Stored records
-- Opening Marker --

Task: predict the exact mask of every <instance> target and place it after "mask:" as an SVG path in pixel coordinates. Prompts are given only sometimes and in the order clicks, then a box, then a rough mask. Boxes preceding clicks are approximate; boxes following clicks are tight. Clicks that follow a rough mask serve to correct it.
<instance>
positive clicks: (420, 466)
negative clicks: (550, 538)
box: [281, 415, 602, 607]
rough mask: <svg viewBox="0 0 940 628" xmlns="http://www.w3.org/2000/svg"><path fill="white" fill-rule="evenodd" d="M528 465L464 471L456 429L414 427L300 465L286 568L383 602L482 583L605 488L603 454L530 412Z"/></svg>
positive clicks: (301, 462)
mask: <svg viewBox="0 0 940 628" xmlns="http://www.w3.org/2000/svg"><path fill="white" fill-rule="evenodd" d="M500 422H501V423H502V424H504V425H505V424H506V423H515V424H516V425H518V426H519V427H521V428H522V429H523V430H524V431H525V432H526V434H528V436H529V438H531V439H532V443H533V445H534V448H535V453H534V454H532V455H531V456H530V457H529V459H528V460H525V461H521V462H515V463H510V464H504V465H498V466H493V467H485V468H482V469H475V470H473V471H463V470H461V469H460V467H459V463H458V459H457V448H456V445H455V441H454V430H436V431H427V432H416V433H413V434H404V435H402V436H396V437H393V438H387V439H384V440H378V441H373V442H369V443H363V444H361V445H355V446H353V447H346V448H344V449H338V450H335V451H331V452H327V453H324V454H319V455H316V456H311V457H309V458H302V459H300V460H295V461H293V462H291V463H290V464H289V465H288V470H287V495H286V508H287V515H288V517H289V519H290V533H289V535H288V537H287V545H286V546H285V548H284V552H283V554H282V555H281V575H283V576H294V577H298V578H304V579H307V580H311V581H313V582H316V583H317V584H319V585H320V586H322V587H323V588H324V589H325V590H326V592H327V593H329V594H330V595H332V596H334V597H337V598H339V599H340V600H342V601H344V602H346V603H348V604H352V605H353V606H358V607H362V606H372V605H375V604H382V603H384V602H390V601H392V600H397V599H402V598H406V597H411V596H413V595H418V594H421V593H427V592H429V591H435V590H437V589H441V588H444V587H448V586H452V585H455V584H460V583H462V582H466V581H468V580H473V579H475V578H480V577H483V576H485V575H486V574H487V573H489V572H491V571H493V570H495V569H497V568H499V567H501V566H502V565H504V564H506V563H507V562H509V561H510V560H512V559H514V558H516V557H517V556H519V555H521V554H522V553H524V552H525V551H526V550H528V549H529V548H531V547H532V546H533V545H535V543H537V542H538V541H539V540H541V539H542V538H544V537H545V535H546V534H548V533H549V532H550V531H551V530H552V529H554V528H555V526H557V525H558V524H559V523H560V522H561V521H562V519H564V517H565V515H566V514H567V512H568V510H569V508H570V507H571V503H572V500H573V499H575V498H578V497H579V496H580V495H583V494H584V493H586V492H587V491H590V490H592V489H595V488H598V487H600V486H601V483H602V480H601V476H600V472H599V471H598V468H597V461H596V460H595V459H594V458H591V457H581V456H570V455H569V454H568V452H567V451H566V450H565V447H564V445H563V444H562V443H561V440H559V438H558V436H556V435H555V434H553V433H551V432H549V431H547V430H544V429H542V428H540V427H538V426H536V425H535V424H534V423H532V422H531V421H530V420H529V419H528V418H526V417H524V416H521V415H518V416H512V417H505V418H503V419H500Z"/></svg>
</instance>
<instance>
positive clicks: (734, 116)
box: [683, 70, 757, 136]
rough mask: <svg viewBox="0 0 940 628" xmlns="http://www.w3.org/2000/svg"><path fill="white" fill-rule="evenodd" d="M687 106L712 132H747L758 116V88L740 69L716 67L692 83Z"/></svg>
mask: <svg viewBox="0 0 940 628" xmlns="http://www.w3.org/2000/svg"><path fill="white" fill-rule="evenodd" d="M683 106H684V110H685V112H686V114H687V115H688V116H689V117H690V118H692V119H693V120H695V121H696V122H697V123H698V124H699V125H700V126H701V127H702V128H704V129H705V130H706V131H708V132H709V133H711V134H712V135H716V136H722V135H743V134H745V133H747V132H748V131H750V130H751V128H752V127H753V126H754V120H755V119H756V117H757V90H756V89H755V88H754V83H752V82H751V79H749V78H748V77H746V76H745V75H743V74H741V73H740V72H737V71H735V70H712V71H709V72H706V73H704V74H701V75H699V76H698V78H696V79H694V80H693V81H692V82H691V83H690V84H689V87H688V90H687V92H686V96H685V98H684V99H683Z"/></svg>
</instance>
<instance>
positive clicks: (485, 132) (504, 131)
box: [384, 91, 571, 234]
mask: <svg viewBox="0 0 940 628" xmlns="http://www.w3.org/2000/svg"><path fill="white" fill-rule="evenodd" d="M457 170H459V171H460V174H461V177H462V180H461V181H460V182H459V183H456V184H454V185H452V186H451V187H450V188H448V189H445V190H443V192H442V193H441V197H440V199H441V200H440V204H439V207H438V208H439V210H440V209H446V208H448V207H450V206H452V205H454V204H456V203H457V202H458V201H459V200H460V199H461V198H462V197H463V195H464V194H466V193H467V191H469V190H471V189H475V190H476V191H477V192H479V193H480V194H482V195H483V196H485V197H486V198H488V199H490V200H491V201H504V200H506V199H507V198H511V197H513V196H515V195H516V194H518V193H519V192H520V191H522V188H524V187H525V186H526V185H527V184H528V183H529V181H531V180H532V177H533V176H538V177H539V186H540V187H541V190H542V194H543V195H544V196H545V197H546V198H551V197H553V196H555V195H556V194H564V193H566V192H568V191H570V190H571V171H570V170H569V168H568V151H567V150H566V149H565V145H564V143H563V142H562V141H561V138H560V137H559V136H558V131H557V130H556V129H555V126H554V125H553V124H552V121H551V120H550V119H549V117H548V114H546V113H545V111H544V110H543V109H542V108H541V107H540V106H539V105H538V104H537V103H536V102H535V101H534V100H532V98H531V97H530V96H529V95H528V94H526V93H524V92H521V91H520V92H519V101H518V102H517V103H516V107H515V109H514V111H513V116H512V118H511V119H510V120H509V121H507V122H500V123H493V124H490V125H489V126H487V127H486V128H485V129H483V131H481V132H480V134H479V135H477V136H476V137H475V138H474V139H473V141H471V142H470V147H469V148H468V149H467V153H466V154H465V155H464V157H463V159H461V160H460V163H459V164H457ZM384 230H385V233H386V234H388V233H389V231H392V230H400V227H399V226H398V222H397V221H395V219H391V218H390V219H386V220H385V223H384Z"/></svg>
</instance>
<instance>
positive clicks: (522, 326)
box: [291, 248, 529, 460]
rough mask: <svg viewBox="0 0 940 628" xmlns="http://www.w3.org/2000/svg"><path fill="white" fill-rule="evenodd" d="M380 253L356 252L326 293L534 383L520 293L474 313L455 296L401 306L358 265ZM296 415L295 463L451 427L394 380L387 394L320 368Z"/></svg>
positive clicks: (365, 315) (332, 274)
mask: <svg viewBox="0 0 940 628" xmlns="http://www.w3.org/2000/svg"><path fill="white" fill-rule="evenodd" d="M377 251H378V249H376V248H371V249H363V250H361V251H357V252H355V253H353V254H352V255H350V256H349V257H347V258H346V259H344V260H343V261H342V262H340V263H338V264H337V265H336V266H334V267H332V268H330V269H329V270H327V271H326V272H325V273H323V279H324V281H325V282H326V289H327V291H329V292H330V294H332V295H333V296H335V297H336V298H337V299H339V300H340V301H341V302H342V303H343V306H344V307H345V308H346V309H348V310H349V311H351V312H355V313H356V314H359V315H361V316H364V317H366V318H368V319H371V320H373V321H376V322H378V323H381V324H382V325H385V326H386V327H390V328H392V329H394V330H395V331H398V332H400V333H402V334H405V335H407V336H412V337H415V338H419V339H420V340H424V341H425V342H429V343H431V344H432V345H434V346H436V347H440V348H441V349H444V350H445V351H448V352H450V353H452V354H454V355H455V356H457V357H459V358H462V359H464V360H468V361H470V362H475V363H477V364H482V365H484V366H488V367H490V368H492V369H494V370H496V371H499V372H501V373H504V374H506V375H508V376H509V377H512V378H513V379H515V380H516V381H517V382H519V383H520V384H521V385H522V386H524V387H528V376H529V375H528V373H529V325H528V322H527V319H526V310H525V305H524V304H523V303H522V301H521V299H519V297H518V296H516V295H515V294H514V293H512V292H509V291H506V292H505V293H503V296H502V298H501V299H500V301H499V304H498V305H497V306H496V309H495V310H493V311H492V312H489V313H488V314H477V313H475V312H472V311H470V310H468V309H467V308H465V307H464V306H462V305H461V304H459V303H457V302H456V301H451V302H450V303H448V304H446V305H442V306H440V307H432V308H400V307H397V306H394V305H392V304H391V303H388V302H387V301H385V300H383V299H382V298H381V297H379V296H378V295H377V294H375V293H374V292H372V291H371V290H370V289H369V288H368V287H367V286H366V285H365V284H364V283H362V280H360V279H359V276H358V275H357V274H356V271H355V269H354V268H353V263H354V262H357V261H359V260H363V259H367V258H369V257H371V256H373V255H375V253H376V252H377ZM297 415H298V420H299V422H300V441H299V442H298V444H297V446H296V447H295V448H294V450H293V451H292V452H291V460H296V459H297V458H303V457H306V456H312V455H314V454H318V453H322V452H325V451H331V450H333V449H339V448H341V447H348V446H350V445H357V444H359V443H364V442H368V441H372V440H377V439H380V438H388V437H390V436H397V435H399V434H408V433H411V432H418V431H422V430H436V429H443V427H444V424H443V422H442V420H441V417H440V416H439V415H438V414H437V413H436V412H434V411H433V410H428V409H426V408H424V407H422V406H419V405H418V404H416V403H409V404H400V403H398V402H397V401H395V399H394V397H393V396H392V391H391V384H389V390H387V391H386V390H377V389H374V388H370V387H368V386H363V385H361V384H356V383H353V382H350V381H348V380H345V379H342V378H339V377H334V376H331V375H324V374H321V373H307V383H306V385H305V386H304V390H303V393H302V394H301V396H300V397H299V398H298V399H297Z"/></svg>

-- Closing Marker --

■ About this exercise
Above are the lines; repeat exactly the ones from the line containing "box: [291, 248, 529, 460]" down to the line containing "253L356 252L326 293L534", both inclusive.

■ Result of this exercise
box: [291, 248, 529, 460]
rough mask: <svg viewBox="0 0 940 628" xmlns="http://www.w3.org/2000/svg"><path fill="white" fill-rule="evenodd" d="M380 253L356 252L326 293L534 383L520 293L474 313L455 296L401 306L358 265ZM296 415L295 463L451 427L394 380L387 394L320 368Z"/></svg>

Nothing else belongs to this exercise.